Report each line of the data that includes the word "below".

[[ THE RECORDS open ]]

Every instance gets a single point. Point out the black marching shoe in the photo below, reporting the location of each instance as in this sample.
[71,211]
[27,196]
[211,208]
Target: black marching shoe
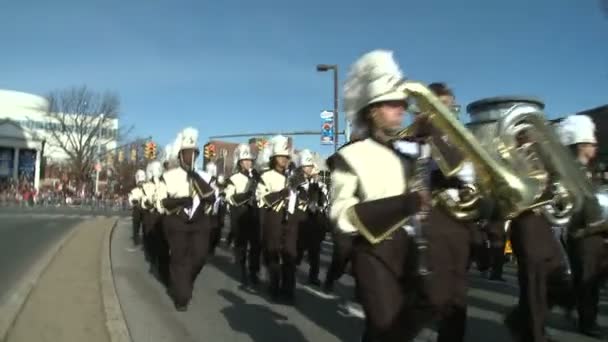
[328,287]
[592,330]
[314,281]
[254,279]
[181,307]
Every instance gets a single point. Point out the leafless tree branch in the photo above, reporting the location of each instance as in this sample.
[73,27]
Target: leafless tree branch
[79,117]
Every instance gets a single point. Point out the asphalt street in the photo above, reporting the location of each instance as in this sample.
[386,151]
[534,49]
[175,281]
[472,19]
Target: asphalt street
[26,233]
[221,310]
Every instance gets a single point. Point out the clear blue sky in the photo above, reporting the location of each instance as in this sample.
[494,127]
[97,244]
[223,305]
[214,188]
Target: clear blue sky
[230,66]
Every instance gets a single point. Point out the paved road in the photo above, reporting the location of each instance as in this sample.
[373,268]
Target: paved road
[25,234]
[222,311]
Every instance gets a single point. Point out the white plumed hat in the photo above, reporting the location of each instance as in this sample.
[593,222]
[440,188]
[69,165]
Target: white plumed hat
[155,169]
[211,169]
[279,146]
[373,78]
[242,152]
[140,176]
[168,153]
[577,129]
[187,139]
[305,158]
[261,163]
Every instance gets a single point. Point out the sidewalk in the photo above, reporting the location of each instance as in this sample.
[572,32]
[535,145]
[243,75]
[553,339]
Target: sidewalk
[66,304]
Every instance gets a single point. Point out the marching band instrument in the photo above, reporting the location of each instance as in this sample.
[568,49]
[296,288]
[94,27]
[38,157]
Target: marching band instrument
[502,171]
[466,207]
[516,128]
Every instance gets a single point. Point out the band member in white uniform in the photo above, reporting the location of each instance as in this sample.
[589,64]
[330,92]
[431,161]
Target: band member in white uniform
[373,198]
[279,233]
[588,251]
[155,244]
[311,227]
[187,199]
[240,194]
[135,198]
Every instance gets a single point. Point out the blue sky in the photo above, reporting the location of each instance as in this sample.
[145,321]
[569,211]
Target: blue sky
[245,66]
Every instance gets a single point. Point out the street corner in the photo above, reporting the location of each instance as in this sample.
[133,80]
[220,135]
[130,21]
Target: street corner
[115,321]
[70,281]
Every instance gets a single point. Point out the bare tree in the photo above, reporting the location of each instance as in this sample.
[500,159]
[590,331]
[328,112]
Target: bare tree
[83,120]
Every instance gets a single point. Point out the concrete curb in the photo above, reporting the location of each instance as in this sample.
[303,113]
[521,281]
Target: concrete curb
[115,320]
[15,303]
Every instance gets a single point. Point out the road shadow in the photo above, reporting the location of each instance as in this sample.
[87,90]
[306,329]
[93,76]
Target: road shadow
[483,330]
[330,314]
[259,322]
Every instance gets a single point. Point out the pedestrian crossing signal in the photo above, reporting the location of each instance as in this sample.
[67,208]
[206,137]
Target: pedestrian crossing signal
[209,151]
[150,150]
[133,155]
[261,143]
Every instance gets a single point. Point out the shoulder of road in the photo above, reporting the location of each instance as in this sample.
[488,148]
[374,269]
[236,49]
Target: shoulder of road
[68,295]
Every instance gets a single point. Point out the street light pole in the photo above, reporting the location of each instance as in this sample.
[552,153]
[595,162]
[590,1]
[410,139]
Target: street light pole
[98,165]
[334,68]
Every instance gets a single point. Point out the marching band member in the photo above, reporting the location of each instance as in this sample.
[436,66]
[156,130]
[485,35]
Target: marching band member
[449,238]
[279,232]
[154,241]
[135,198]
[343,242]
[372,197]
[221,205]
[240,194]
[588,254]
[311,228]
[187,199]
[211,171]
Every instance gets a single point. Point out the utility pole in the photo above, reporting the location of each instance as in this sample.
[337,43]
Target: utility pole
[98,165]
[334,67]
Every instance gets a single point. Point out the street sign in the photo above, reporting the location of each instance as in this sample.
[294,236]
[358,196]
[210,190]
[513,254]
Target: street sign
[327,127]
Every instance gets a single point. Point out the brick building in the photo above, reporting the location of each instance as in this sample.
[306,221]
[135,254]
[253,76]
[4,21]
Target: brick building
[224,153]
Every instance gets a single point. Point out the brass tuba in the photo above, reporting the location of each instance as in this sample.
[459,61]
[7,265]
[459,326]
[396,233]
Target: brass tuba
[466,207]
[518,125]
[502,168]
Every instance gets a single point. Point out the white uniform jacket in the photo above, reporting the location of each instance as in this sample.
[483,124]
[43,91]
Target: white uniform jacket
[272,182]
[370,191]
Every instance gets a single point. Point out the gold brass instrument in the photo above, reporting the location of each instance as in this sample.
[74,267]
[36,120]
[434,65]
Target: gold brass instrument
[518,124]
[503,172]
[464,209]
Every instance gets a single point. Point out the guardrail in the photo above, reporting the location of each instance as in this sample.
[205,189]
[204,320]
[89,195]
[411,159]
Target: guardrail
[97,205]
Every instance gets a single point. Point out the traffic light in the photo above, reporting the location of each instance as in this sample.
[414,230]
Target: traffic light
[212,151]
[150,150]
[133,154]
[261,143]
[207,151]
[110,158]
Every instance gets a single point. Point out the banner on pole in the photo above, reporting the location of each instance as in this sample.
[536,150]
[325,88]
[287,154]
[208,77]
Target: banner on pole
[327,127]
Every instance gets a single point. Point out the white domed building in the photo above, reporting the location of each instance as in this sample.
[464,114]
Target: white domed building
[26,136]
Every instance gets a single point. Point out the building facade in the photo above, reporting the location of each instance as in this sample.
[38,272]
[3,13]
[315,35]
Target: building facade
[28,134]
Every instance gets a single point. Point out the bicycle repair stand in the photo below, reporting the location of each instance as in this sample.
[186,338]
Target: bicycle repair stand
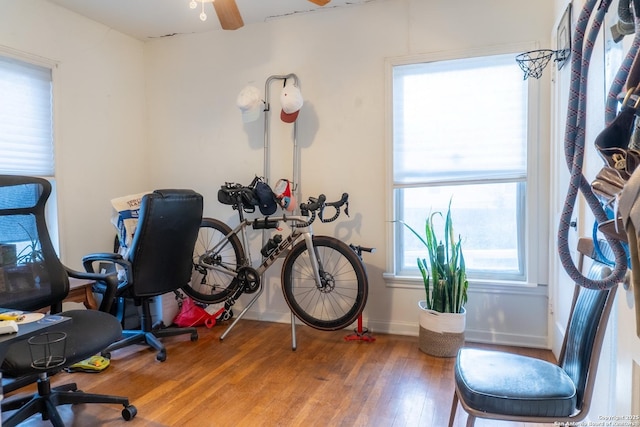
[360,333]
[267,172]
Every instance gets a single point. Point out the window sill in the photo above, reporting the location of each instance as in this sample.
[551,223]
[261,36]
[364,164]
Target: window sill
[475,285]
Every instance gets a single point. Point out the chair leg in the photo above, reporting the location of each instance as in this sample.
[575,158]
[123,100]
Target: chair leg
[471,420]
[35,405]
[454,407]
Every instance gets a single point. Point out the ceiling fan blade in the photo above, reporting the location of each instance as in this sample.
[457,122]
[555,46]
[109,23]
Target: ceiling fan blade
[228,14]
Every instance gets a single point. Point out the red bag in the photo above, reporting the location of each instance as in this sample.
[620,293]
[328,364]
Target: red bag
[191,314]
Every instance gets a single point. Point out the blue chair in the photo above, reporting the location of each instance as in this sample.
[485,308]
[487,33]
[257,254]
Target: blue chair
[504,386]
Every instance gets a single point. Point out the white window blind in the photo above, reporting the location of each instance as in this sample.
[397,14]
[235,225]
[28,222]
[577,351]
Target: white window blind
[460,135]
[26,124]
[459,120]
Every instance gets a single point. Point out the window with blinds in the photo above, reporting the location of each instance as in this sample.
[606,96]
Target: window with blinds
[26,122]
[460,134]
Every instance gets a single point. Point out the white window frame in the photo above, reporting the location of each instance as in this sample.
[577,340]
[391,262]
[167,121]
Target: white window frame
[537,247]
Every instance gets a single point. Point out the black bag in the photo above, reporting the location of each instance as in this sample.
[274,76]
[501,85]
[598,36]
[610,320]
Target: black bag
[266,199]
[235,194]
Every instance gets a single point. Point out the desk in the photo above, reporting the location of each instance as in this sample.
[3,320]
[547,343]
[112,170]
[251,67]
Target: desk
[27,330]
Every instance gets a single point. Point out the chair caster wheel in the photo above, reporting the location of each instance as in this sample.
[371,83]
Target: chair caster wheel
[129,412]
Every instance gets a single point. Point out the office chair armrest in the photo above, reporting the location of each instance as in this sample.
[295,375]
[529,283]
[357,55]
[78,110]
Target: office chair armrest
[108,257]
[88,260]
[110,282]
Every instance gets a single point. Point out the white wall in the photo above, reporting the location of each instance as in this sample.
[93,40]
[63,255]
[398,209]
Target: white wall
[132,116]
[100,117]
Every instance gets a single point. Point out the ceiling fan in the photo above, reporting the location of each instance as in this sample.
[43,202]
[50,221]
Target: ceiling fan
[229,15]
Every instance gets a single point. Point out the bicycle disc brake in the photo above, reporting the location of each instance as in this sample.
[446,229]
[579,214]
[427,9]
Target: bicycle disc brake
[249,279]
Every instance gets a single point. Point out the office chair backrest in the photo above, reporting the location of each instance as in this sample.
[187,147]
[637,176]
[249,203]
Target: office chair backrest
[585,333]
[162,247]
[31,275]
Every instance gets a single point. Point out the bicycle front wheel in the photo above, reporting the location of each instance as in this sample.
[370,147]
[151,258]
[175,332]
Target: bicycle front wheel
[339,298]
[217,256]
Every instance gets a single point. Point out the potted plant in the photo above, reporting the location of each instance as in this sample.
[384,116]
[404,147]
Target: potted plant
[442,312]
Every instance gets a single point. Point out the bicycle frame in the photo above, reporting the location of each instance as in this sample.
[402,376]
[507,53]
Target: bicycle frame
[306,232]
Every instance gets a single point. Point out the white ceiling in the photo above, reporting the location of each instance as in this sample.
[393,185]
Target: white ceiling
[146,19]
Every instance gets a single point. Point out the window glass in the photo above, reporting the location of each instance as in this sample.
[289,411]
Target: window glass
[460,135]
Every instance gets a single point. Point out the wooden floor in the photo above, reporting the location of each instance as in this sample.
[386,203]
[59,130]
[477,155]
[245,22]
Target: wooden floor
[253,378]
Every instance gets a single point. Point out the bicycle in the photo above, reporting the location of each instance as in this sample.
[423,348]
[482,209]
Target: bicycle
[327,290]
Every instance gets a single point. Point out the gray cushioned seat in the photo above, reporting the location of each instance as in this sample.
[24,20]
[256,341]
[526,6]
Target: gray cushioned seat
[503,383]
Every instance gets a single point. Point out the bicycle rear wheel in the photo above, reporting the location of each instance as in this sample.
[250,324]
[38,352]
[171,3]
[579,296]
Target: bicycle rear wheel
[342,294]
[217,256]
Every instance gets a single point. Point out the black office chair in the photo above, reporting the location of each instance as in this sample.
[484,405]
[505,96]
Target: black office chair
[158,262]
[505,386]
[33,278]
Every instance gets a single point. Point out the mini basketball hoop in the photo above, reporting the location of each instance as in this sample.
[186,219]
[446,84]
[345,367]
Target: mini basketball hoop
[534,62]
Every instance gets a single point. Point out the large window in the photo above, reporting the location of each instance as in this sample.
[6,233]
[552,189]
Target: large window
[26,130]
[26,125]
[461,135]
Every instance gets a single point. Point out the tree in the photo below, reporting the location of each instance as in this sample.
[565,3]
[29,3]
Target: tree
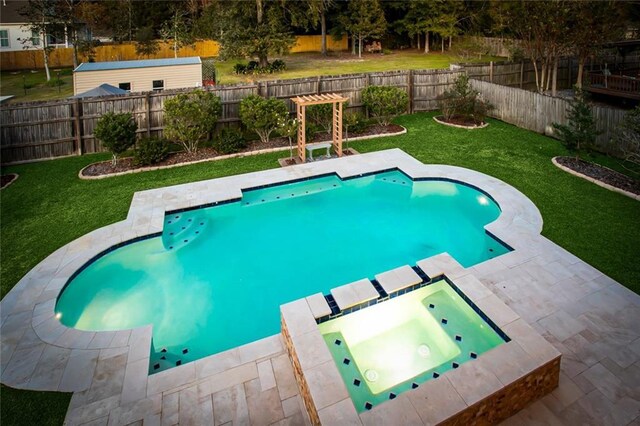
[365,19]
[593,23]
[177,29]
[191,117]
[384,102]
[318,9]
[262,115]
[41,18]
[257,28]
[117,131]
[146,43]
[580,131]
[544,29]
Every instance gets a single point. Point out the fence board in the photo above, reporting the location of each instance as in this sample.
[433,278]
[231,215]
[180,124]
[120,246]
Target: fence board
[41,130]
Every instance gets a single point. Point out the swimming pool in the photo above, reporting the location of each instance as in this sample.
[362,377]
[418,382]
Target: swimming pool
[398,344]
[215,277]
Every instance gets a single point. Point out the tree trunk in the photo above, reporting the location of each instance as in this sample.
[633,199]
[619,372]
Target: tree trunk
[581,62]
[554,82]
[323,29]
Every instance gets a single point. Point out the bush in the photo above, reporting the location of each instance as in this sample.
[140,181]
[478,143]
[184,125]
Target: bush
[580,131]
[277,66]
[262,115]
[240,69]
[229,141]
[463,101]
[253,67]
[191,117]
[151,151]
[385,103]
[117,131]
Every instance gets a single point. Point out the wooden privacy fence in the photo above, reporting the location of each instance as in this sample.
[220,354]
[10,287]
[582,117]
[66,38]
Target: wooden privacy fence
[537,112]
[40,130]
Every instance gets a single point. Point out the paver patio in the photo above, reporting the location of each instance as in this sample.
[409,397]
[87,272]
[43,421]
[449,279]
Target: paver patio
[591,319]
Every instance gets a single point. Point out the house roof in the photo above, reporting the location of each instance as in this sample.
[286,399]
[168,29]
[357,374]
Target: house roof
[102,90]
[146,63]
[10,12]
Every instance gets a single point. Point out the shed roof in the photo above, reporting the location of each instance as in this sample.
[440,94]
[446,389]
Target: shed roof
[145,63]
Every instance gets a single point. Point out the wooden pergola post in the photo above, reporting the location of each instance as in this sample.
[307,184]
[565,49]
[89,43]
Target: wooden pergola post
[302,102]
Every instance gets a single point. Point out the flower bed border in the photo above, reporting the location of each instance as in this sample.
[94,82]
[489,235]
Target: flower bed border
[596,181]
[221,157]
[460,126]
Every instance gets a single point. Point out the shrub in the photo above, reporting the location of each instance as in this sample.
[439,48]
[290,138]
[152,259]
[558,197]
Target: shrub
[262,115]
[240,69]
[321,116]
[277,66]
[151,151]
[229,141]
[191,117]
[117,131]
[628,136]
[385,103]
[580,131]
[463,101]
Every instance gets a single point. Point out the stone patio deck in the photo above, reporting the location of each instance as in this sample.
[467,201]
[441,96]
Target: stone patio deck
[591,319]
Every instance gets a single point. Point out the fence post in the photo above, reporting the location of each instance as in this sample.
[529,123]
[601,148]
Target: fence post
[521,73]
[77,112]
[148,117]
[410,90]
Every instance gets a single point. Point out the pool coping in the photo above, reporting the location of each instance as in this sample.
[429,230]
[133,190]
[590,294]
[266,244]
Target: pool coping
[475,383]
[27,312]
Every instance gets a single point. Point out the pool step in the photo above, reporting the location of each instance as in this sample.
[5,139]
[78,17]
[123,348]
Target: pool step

[[ THE RECORDS closed ]]

(REPLY TO THE TASK):
Every instance gets a single point. Point out the black marching shoe in the photo below, reporting the location of each instance as in this sample.
Every instance gets a single point. Point out the bicycle repair stand in the photo below, reporting the location of each instance as in this sample.
Every instance gets a single point. Point out the tree in the photo below, reporting the location of each instance as in this sample.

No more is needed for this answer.